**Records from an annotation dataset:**
══════════════════════════════

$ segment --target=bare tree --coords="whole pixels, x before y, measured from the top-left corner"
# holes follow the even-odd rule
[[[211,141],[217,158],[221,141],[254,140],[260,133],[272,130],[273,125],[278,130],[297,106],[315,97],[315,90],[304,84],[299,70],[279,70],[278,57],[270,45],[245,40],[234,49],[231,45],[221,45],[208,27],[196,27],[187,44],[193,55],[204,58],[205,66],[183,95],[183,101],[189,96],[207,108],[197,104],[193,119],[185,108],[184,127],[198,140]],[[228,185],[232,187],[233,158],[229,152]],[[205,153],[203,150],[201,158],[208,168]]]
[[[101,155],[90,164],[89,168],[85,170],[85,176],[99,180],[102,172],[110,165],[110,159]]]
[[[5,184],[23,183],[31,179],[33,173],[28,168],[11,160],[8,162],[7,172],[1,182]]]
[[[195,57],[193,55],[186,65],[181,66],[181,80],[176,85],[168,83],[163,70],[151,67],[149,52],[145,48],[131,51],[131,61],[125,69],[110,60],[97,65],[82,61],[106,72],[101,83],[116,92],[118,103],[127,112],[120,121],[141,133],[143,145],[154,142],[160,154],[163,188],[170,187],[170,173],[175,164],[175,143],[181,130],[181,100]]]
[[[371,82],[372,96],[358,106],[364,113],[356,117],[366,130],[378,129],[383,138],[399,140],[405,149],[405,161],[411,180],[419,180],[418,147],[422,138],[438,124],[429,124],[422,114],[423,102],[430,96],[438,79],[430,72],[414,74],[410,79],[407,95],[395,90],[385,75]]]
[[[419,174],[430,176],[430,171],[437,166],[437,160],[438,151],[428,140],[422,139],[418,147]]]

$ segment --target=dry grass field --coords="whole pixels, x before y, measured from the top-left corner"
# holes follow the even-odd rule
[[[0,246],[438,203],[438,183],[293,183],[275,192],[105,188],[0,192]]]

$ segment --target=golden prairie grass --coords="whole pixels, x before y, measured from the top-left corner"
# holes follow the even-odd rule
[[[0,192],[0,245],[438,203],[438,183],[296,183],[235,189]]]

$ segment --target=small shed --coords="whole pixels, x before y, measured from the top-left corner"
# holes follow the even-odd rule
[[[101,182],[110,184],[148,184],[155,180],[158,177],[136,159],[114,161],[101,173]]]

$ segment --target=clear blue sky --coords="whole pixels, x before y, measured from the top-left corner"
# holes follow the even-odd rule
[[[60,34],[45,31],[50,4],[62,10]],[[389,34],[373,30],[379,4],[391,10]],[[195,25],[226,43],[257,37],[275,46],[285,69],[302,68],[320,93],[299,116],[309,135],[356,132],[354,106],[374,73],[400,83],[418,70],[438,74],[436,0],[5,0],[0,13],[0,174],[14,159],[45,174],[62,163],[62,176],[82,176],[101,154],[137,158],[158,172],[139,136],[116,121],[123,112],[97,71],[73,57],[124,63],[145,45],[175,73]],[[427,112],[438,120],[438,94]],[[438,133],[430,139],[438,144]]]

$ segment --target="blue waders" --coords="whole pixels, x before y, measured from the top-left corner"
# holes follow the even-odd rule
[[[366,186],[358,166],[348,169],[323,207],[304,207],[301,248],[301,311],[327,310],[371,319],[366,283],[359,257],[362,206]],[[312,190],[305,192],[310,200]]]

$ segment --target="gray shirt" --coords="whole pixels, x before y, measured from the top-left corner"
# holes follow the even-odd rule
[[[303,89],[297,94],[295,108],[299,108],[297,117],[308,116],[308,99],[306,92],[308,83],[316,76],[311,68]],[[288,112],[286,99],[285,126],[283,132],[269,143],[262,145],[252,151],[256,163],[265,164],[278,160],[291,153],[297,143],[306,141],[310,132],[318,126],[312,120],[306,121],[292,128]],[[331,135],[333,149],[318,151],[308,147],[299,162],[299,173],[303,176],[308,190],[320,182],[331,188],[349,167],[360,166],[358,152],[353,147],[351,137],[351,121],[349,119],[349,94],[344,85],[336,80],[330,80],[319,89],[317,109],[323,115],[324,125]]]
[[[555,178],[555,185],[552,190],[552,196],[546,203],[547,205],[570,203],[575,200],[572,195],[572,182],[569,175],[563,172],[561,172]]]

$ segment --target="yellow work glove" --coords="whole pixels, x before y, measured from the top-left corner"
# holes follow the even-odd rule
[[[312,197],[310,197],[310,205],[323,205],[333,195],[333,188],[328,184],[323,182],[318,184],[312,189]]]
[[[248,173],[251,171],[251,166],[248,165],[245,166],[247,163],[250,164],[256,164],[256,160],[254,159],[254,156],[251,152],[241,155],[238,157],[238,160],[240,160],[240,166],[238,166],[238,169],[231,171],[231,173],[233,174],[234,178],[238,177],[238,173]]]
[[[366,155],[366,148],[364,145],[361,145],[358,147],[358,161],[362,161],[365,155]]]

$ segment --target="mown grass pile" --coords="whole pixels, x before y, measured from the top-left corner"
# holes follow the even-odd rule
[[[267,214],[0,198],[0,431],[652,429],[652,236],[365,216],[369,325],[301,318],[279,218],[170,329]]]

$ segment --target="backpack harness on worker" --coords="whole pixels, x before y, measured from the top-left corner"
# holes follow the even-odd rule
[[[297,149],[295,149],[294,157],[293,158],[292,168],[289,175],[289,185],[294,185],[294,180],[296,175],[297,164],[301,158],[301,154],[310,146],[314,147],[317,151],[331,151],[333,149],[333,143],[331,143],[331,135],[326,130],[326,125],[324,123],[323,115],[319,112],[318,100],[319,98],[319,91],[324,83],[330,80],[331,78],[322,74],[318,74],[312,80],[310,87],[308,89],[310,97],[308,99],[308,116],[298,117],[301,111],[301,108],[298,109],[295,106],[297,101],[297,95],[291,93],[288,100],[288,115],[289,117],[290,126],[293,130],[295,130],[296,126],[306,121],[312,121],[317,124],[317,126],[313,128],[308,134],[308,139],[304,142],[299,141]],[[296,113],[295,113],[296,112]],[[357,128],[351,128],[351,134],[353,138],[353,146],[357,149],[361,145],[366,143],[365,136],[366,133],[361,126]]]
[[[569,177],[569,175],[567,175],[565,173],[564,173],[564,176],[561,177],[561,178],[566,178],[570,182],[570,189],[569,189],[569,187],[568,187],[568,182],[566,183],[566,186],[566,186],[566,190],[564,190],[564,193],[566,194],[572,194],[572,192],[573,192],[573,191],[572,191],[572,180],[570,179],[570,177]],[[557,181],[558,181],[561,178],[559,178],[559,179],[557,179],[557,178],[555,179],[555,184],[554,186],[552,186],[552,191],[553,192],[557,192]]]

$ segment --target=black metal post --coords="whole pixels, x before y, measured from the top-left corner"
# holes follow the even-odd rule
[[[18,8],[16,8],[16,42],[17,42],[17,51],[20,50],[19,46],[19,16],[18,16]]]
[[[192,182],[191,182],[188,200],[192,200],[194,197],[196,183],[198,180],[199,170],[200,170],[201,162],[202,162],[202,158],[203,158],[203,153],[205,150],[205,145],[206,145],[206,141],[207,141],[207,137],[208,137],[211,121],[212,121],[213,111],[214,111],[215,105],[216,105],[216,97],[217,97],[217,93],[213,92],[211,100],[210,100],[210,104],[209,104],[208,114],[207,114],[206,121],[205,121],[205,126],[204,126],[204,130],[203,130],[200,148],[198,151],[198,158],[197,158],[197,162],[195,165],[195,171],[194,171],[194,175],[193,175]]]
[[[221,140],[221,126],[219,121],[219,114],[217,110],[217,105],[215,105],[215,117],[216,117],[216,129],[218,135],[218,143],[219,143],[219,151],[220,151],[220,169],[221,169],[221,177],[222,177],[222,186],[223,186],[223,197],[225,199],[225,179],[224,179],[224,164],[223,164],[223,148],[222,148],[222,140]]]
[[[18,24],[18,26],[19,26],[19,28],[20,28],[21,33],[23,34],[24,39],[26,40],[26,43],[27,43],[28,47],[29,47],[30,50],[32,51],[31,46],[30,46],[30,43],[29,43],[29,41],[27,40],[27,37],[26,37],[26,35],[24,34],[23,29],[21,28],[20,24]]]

══════════════════════════════

**TASK DETAILS:** Can you quote, word for word, the lines of the material starting at the one containing "segment --target=golden prairie" and ending at the one containing "[[[0,192],[0,245],[438,203],[438,183],[296,183],[235,189]]]", including both?

**SOLVED EXERCISE:**
$ segment --target=golden prairie grass --coords="whole pixels, x before y, measured from the top-left corner"
# holes follow the even-odd rule
[[[0,192],[0,245],[438,203],[438,183],[296,183],[235,189]]]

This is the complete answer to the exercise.